Records from a dataset —

########################################

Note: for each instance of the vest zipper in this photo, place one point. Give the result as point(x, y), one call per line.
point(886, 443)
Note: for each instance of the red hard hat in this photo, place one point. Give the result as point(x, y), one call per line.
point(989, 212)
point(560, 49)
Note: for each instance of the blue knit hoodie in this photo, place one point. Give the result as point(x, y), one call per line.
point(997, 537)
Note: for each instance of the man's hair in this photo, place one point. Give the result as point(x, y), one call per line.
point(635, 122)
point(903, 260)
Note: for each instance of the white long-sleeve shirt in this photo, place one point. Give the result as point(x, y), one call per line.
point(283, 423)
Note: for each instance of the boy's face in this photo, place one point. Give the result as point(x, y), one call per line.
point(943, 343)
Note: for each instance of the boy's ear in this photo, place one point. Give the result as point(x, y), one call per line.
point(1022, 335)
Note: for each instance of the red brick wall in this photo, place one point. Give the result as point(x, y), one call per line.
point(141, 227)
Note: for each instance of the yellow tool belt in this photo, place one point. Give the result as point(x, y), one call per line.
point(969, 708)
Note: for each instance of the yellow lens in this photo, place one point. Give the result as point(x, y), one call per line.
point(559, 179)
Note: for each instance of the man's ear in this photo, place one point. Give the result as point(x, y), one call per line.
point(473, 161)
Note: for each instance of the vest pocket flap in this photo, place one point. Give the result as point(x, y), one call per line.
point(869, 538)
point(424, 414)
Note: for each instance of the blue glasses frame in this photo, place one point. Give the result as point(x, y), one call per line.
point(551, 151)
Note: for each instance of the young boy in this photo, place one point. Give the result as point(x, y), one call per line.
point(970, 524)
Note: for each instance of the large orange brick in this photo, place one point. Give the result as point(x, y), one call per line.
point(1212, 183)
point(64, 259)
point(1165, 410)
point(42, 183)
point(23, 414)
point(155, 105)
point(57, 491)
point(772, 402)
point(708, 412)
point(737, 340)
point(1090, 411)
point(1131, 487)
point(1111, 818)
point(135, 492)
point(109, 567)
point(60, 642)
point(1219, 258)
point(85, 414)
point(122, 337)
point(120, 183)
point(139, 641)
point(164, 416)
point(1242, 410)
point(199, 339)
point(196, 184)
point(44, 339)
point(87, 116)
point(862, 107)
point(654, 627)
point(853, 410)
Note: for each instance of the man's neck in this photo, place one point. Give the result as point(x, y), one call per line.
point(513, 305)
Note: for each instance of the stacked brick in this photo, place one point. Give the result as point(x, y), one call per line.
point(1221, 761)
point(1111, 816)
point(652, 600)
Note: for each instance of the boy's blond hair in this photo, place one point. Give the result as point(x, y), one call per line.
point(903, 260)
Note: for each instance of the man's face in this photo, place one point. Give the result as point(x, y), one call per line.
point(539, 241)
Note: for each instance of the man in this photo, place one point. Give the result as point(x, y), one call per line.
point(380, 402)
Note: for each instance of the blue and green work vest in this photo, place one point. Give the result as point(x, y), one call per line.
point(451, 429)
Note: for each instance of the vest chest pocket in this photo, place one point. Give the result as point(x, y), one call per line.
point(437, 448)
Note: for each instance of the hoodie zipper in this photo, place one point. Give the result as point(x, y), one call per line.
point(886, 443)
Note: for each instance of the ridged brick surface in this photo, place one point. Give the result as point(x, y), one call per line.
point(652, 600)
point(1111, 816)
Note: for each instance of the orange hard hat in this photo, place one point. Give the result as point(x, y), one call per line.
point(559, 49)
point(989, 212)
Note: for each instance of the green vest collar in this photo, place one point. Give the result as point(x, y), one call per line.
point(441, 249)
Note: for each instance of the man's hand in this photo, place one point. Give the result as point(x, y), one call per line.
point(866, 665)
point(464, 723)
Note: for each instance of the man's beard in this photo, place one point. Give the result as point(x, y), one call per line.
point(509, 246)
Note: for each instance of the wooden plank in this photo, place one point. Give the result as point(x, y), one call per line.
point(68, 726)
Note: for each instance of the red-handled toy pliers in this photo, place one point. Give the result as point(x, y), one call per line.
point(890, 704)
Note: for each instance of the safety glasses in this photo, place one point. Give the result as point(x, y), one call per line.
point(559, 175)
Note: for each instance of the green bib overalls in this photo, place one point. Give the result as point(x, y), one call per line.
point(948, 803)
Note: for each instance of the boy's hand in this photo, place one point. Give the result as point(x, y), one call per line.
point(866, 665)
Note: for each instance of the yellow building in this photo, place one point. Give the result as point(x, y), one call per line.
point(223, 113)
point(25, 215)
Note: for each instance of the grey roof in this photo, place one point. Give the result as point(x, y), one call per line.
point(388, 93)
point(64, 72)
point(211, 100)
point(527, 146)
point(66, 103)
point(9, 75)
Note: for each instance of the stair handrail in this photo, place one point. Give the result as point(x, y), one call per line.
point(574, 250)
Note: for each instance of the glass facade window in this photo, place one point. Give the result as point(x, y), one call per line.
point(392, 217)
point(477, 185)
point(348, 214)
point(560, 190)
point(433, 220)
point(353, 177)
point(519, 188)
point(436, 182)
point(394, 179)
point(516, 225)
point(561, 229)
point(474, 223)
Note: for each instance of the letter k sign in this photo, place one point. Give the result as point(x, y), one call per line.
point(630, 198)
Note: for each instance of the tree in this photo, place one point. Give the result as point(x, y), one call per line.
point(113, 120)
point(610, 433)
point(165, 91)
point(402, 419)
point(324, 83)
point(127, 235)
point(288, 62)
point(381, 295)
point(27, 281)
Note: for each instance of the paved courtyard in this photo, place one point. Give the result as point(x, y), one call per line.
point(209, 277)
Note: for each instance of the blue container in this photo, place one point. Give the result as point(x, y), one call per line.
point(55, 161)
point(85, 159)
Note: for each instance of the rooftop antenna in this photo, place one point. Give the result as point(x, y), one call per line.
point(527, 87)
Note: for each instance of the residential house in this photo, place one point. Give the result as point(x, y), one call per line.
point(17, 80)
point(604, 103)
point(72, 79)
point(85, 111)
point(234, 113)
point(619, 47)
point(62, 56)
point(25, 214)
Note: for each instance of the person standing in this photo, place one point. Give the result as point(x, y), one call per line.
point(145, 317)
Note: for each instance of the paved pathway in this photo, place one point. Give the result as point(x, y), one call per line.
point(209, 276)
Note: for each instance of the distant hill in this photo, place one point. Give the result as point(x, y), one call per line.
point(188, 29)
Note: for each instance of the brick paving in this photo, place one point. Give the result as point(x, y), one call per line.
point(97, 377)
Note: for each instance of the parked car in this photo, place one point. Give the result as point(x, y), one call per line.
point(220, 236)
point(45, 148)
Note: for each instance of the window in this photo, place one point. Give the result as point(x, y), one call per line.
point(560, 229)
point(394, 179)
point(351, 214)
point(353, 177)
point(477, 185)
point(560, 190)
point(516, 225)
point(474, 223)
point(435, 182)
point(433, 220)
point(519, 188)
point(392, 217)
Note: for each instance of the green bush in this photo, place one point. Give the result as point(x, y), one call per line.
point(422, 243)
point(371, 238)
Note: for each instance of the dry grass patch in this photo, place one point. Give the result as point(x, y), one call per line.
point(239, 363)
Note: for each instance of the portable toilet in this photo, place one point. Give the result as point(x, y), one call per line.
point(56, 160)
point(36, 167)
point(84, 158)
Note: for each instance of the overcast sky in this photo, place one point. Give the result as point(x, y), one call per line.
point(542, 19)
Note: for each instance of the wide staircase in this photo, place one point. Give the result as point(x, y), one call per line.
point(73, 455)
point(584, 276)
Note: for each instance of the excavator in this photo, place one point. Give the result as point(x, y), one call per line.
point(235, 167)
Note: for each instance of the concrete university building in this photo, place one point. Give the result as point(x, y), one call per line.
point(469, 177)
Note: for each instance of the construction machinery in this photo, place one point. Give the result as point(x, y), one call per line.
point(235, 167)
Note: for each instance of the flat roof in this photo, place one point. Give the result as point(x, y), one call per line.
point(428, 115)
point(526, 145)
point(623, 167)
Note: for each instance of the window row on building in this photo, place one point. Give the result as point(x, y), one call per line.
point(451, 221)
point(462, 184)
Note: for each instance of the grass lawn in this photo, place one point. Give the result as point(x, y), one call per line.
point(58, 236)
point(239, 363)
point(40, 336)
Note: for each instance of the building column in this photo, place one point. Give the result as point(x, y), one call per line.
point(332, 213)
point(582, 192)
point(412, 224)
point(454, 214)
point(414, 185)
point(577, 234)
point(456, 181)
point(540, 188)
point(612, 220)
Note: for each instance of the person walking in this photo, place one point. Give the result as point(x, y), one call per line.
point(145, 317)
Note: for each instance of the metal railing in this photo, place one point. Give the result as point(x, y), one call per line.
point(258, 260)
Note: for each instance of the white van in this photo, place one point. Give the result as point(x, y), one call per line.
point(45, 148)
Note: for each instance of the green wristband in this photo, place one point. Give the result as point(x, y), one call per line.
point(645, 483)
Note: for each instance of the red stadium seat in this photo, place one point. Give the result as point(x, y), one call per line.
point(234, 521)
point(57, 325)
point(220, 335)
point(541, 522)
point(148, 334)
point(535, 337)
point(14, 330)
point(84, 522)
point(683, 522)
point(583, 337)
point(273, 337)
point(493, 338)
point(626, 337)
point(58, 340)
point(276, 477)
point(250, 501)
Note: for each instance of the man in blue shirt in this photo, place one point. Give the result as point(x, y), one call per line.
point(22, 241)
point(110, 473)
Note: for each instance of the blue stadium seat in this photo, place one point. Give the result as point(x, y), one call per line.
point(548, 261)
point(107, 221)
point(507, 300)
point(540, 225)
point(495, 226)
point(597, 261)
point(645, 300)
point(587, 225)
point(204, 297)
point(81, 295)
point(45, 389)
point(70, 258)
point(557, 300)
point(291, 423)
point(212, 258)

########################################

Instructions for the task —
Repeat only the stretch of lines that begins at the line containing "Note: for each instance of the building" and ends at the last line above, both included.

Solved exercise —
Note: for each instance of the building column in this photo, place one point. Give the result as point(x, y), one call per line.
point(332, 213)
point(582, 192)
point(412, 224)
point(454, 214)
point(414, 185)
point(577, 234)
point(456, 181)
point(540, 188)
point(612, 220)
Note: for each instance of the person walking in this photo, place one point. Give the result as point(x, y), one call per line.
point(145, 317)
Note: for each instance of the metal railing in this photo, place one point. Give the result as point(x, y), one call per line.
point(258, 260)
Note: for each instance of the white van in this photo, place one point. Give the result as point(x, y), one call per line.
point(45, 148)
Note: for each instance of the green wristband in this photo, place one point. Give the result as point(x, y), one call per line.
point(645, 483)
Note: for each instance of the red stadium seat in this photo, place one point. Give the result as point(x, y), one call per line.
point(234, 521)
point(57, 325)
point(220, 335)
point(541, 522)
point(148, 334)
point(535, 337)
point(14, 330)
point(84, 522)
point(683, 522)
point(583, 337)
point(273, 337)
point(493, 338)
point(626, 337)
point(58, 340)
point(276, 477)
point(250, 501)
Note: for each instance of the man in blue shirt in this photo, place one point. Give the result as point(x, y), one call per line.
point(22, 241)
point(110, 473)
Note: for each instance of the blue stadium seat in this photo, place one point. Give the result as point(x, y), one call per line.
point(548, 261)
point(107, 221)
point(507, 300)
point(540, 225)
point(495, 226)
point(597, 261)
point(645, 300)
point(587, 225)
point(204, 297)
point(81, 295)
point(45, 389)
point(70, 258)
point(557, 300)
point(291, 423)
point(212, 258)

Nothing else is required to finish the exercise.